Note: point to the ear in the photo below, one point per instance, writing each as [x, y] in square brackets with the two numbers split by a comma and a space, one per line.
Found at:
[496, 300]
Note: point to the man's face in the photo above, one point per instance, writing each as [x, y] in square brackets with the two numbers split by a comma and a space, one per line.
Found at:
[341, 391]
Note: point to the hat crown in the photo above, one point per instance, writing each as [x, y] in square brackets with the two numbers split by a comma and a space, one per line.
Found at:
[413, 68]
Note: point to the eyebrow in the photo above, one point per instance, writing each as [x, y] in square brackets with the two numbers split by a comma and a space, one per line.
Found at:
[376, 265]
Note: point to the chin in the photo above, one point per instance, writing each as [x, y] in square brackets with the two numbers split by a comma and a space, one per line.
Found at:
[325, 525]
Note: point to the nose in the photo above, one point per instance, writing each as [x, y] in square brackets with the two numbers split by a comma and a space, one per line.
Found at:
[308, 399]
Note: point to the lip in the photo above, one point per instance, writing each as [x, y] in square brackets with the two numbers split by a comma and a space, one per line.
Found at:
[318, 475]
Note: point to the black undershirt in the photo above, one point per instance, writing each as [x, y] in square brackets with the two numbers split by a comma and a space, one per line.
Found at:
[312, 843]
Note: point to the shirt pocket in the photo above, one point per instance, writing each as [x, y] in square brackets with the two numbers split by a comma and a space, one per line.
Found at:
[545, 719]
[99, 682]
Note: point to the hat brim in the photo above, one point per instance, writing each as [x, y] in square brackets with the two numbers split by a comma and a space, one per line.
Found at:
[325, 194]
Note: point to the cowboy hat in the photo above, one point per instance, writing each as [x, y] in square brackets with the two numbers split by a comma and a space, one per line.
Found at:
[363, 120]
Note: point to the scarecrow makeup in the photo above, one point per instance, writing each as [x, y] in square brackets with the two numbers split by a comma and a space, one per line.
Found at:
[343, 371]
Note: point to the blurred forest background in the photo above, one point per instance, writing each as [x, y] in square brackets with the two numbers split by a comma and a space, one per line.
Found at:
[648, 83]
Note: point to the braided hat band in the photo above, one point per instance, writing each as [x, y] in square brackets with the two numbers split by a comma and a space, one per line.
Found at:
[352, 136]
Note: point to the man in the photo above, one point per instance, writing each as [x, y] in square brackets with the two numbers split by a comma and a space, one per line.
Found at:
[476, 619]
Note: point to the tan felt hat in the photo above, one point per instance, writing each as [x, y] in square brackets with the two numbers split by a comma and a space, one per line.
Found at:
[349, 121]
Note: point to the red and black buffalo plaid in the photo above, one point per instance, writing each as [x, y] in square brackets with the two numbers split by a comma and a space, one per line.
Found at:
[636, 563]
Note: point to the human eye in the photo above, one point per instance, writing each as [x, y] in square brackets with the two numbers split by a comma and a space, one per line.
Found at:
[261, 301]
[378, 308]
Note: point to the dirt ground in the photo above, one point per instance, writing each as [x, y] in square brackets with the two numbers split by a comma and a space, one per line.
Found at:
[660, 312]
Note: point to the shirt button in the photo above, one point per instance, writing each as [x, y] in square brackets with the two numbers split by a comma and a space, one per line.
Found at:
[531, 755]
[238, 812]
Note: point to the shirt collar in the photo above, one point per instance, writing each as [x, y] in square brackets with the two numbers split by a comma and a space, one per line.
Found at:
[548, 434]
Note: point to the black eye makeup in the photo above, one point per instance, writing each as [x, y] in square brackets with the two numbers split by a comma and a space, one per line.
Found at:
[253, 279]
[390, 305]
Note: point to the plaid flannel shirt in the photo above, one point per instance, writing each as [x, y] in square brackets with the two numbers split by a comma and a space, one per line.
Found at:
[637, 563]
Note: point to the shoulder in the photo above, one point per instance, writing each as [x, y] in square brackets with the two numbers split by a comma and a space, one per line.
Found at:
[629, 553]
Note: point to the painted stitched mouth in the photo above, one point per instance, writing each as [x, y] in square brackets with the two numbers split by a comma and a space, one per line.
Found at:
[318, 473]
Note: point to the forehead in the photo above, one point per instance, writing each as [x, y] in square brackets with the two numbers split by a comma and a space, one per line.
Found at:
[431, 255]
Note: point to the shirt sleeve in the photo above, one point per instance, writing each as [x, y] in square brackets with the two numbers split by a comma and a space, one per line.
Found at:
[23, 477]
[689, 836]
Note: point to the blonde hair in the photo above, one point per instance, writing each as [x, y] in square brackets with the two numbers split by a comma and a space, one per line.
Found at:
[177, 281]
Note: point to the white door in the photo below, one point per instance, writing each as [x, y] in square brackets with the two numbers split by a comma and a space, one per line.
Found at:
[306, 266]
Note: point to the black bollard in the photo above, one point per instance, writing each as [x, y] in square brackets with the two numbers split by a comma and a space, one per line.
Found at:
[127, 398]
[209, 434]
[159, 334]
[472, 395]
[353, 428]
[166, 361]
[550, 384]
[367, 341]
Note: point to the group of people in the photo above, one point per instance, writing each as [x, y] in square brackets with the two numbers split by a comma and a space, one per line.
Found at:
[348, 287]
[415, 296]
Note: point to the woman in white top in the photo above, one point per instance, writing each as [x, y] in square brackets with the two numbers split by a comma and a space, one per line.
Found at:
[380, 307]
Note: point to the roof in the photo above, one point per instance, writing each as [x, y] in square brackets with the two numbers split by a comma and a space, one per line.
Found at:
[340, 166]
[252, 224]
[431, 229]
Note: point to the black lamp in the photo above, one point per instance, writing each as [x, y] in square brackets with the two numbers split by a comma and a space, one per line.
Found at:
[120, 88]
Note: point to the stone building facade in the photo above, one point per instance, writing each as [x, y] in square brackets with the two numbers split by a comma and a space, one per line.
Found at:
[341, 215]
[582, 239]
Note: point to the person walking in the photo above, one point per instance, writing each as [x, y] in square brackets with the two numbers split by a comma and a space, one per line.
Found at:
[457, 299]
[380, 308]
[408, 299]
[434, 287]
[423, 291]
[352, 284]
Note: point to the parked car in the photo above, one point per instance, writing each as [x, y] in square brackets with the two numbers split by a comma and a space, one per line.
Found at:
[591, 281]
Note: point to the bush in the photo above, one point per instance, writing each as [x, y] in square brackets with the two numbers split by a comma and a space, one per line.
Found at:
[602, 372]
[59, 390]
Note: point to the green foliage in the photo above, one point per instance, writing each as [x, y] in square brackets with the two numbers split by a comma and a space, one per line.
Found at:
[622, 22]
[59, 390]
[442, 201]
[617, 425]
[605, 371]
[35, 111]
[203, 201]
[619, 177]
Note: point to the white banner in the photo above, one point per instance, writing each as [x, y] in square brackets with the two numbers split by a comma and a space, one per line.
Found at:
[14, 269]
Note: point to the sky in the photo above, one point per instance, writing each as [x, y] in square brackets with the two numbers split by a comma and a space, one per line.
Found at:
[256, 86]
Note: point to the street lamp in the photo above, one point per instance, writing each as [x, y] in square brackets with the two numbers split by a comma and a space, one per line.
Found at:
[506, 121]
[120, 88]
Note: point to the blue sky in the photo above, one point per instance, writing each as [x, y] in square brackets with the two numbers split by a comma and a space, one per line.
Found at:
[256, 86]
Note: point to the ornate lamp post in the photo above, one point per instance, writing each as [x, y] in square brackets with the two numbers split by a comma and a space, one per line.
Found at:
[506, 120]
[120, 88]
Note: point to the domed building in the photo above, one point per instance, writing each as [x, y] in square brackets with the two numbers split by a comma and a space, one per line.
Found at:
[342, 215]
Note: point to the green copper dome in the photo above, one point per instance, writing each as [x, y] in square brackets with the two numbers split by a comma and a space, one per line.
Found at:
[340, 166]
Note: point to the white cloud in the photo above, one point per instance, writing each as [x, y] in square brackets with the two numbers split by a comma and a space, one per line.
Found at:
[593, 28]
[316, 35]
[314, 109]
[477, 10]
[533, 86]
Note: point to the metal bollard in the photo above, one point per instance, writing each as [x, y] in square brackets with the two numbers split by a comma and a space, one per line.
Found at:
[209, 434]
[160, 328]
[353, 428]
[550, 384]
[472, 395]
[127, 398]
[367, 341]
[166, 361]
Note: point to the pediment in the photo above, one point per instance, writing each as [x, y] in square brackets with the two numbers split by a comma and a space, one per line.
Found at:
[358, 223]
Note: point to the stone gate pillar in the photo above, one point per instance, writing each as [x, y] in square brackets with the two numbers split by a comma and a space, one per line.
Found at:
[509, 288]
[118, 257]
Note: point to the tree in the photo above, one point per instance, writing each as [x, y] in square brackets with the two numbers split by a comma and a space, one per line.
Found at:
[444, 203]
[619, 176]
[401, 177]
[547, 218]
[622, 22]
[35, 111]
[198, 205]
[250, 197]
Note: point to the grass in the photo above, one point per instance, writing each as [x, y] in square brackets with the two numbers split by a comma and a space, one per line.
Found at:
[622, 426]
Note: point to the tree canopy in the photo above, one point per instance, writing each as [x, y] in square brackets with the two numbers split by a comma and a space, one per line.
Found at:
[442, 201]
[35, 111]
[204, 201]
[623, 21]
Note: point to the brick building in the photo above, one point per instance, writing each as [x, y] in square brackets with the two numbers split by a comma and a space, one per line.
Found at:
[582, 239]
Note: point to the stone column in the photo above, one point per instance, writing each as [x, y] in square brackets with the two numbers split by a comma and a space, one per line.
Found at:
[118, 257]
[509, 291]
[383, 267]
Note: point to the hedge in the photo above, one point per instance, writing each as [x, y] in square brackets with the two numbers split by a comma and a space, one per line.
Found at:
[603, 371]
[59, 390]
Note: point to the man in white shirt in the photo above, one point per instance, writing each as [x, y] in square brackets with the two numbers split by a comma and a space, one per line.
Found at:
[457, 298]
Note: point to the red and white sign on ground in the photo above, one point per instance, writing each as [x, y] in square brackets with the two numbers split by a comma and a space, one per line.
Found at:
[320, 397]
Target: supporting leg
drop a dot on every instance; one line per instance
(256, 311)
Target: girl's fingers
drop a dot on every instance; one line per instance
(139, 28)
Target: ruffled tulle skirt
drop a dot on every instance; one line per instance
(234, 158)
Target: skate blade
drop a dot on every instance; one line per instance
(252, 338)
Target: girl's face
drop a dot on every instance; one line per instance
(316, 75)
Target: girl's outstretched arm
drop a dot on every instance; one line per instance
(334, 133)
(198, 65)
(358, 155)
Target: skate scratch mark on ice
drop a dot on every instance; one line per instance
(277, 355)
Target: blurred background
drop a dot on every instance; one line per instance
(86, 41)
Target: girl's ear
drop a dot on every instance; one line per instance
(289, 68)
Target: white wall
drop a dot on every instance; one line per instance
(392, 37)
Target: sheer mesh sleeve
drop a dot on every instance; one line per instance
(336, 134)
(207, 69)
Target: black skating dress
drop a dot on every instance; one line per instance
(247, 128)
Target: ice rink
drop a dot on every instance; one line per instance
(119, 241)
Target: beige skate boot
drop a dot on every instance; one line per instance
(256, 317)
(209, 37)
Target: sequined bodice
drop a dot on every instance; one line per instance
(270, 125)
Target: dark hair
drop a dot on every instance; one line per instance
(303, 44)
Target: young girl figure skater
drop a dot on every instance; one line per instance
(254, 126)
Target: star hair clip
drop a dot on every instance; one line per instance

== Task item ==
Your answer is to contain exactly the lines from the one holding "Target: star hair clip" to the end of the entries, with no other line.

== Result of this task ==
Target: star hair clip
drop a dot on every instance; one line per instance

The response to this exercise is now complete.